▸ **What you have to do**
From the entries below, count every line that contains the word "gray". Please give the number and nothing else.

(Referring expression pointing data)
>>>>

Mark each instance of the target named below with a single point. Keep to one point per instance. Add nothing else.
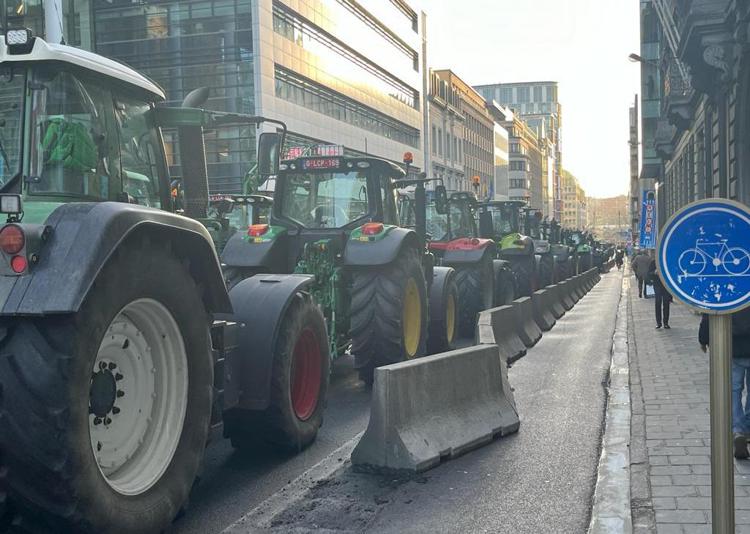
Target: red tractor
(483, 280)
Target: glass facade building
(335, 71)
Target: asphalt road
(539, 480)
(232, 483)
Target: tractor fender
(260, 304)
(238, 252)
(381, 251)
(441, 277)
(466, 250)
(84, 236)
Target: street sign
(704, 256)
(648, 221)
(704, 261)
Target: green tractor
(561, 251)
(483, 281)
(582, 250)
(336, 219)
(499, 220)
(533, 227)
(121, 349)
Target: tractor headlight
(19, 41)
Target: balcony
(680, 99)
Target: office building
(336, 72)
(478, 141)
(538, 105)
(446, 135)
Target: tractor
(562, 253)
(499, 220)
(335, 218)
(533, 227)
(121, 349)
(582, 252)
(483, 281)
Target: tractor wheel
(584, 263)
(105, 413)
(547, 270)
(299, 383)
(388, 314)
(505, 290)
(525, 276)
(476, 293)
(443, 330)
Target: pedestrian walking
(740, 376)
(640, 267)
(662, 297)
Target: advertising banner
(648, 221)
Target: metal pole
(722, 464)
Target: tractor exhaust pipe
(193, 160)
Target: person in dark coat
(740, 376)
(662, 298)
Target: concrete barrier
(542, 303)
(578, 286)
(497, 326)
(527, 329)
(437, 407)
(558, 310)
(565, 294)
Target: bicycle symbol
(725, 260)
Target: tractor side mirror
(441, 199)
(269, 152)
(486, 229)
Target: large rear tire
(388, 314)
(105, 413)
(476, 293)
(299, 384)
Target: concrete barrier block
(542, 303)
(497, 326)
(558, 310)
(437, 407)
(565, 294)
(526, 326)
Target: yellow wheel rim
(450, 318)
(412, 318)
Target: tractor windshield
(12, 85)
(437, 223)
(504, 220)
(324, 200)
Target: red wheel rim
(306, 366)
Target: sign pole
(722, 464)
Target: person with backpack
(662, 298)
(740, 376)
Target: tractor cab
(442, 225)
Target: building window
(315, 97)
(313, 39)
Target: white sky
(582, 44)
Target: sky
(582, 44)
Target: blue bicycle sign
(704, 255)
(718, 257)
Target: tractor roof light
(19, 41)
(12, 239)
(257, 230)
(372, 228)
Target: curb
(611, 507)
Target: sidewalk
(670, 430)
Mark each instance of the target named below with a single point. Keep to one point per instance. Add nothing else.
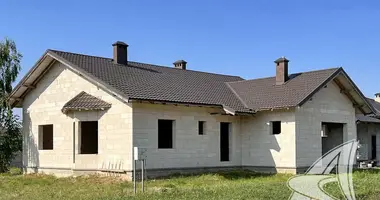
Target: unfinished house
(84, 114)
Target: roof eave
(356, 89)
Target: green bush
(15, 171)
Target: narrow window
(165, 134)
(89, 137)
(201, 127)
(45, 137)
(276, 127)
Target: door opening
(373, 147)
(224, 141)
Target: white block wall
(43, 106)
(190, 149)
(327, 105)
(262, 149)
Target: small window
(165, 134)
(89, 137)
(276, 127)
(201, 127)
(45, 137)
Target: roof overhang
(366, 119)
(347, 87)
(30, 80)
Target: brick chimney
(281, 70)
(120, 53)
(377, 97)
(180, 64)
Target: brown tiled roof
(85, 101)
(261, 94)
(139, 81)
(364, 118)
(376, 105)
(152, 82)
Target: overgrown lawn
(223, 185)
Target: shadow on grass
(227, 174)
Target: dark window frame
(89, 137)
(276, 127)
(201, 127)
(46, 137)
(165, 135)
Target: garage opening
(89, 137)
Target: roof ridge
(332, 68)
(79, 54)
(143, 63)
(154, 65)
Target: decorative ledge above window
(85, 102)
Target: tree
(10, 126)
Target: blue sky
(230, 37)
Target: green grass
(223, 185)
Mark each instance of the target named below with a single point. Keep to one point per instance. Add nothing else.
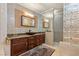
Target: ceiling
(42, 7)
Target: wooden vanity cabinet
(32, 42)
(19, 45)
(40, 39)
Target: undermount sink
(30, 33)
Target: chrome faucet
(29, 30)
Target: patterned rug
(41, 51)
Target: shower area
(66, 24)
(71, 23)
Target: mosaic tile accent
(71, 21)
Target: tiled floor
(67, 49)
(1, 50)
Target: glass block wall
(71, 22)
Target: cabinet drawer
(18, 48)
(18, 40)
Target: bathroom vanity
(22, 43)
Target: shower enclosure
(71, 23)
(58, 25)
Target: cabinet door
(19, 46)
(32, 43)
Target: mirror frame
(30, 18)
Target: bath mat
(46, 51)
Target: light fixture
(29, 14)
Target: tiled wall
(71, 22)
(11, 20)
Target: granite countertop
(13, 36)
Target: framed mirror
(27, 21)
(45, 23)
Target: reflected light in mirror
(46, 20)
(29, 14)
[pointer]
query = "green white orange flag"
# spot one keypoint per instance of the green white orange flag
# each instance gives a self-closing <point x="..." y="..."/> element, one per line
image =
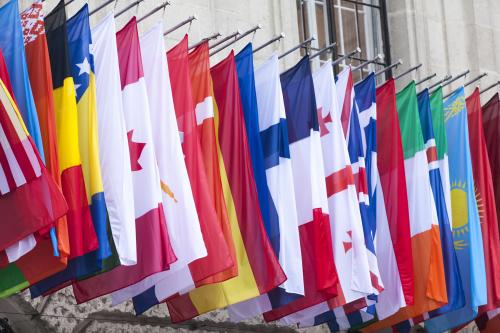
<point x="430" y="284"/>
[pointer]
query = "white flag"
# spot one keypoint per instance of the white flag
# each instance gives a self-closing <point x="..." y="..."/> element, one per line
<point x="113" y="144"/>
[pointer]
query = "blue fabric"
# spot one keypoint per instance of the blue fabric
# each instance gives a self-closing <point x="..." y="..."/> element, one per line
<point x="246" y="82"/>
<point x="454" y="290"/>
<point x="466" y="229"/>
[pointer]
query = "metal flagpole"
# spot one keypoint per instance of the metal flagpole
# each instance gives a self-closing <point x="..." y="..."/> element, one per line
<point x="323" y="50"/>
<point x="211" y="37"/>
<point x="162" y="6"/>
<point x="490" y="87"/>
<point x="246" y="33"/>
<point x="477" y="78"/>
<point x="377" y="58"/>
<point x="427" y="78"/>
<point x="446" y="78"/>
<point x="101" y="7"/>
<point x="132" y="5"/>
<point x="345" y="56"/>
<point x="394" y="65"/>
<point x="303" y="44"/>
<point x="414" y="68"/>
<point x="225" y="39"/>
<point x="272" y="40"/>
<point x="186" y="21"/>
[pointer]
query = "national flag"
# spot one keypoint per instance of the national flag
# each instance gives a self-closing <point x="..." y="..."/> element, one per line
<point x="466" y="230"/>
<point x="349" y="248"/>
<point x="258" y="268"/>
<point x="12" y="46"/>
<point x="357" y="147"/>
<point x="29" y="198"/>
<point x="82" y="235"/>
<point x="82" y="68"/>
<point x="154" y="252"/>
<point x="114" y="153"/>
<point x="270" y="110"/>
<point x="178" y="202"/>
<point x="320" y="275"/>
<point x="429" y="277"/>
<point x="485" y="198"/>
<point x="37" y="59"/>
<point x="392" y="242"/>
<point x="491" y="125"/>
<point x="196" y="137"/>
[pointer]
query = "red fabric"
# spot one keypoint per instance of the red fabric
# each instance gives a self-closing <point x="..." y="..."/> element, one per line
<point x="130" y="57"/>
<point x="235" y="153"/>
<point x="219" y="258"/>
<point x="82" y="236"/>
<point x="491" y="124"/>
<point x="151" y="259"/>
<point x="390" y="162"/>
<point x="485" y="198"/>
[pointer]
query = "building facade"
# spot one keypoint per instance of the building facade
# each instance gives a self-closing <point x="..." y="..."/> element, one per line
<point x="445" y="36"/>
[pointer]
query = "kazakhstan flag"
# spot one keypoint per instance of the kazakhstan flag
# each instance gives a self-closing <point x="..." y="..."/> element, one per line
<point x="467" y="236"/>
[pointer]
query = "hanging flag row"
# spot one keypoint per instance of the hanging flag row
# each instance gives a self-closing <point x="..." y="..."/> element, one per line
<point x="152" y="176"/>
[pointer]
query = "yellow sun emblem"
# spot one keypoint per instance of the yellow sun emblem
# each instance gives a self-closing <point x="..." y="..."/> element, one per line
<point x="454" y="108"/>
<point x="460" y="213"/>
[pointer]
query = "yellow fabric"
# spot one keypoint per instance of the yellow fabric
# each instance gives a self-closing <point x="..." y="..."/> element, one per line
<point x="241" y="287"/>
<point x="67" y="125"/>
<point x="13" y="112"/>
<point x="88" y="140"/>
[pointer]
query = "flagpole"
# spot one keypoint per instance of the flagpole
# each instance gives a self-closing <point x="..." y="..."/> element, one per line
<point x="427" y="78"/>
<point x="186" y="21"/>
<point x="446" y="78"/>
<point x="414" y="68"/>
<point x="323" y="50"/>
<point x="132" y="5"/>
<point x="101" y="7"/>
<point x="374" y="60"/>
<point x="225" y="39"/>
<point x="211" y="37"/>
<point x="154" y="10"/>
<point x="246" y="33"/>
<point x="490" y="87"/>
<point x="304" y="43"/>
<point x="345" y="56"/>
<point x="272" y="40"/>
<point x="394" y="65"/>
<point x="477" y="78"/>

<<<<
>>>>

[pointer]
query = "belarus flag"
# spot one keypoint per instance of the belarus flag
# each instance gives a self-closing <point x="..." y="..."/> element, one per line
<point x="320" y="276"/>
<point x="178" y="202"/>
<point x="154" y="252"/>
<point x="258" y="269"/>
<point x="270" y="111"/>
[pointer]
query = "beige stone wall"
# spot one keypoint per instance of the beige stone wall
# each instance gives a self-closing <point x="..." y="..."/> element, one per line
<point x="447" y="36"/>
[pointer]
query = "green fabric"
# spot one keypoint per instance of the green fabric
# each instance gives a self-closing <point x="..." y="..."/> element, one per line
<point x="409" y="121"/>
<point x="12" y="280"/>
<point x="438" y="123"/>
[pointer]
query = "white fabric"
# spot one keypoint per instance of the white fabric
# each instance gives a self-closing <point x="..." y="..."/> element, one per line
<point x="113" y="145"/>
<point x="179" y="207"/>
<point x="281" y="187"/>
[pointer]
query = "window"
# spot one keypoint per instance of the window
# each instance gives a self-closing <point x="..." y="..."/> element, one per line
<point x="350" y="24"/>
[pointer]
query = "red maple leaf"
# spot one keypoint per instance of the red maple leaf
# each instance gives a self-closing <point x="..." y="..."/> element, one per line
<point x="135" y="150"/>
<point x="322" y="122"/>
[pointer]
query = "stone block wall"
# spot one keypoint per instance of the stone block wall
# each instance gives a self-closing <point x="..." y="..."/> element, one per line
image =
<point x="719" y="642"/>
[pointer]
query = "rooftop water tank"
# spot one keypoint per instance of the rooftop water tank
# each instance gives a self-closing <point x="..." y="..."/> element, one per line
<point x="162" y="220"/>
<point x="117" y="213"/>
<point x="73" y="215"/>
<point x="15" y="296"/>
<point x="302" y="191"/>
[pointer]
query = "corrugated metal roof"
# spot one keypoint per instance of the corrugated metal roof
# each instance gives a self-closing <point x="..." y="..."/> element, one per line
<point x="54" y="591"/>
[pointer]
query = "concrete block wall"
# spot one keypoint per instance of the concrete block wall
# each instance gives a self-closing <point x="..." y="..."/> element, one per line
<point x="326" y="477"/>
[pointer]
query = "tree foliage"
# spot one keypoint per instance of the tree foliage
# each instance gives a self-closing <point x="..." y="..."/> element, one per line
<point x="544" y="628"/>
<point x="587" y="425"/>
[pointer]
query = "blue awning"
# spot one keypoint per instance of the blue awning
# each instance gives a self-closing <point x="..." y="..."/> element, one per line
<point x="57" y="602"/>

<<<<
>>>>

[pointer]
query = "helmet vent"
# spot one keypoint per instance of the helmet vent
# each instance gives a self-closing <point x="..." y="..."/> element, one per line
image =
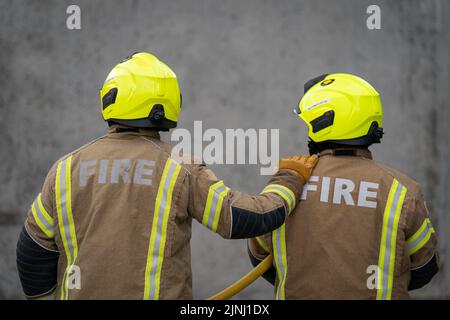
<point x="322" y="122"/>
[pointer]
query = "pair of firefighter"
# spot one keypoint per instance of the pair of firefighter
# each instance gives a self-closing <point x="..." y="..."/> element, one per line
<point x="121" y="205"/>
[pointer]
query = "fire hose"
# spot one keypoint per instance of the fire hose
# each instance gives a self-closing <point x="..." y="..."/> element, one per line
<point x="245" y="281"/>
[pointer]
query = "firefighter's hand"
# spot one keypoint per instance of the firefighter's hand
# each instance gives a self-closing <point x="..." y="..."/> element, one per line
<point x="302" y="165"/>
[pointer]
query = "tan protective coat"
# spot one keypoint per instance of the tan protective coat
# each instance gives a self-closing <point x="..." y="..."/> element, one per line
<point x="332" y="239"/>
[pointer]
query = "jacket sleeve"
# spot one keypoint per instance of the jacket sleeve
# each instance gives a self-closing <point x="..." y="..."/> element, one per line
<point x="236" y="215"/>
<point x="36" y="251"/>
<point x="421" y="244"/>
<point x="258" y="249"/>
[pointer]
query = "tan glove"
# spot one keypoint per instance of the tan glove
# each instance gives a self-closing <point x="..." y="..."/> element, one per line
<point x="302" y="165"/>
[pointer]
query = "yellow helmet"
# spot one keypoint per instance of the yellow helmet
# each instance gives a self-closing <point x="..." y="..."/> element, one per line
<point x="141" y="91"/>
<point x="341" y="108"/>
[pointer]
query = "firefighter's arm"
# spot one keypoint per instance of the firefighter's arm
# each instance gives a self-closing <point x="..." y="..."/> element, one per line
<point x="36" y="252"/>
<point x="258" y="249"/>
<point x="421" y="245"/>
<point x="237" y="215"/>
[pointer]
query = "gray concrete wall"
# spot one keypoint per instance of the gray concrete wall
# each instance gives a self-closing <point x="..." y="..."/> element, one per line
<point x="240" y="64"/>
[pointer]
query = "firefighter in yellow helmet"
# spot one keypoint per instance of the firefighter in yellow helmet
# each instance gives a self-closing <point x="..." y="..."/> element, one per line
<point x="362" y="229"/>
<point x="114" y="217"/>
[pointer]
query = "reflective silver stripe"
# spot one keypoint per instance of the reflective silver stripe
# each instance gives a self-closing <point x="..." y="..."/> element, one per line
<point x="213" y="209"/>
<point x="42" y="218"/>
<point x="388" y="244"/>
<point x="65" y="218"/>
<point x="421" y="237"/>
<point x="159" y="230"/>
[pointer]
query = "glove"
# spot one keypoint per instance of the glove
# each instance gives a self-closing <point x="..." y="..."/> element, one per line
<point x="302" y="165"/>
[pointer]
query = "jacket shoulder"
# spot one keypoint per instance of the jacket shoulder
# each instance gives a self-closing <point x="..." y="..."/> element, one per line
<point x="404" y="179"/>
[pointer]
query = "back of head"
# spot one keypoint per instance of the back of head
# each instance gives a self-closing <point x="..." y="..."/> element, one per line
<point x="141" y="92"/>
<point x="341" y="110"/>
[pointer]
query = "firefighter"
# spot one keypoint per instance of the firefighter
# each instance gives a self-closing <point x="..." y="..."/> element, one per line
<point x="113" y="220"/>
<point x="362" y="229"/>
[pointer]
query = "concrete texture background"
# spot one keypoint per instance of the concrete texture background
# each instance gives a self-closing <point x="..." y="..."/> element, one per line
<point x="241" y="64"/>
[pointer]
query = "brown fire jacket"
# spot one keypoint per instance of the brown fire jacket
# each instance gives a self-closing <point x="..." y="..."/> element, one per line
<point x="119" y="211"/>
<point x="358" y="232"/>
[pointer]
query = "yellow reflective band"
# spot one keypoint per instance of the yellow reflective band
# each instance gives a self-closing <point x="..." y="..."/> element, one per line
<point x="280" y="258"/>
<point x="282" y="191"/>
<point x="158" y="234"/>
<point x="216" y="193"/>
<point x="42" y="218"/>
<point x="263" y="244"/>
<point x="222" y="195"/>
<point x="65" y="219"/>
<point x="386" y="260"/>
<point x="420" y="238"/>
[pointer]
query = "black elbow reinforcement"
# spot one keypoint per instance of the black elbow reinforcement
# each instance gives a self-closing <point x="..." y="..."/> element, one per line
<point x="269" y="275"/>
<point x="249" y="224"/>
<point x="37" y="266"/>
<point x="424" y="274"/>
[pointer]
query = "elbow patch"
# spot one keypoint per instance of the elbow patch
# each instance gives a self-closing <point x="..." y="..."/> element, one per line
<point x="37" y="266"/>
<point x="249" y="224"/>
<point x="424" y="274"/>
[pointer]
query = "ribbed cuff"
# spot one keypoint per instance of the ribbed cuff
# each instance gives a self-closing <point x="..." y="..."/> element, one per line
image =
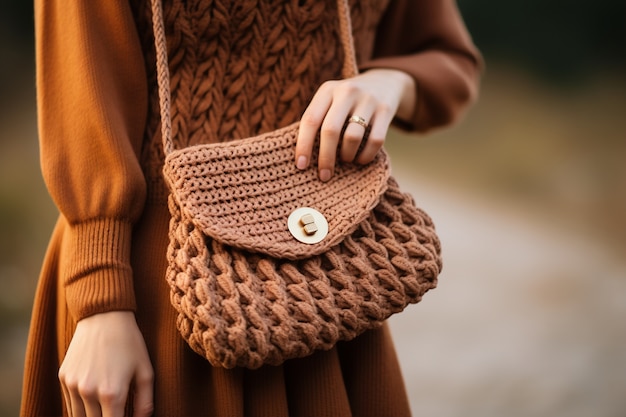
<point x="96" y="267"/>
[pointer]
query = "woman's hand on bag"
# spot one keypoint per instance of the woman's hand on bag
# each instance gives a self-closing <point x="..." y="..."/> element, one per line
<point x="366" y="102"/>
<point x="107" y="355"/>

<<<<

▸ **The answer**
2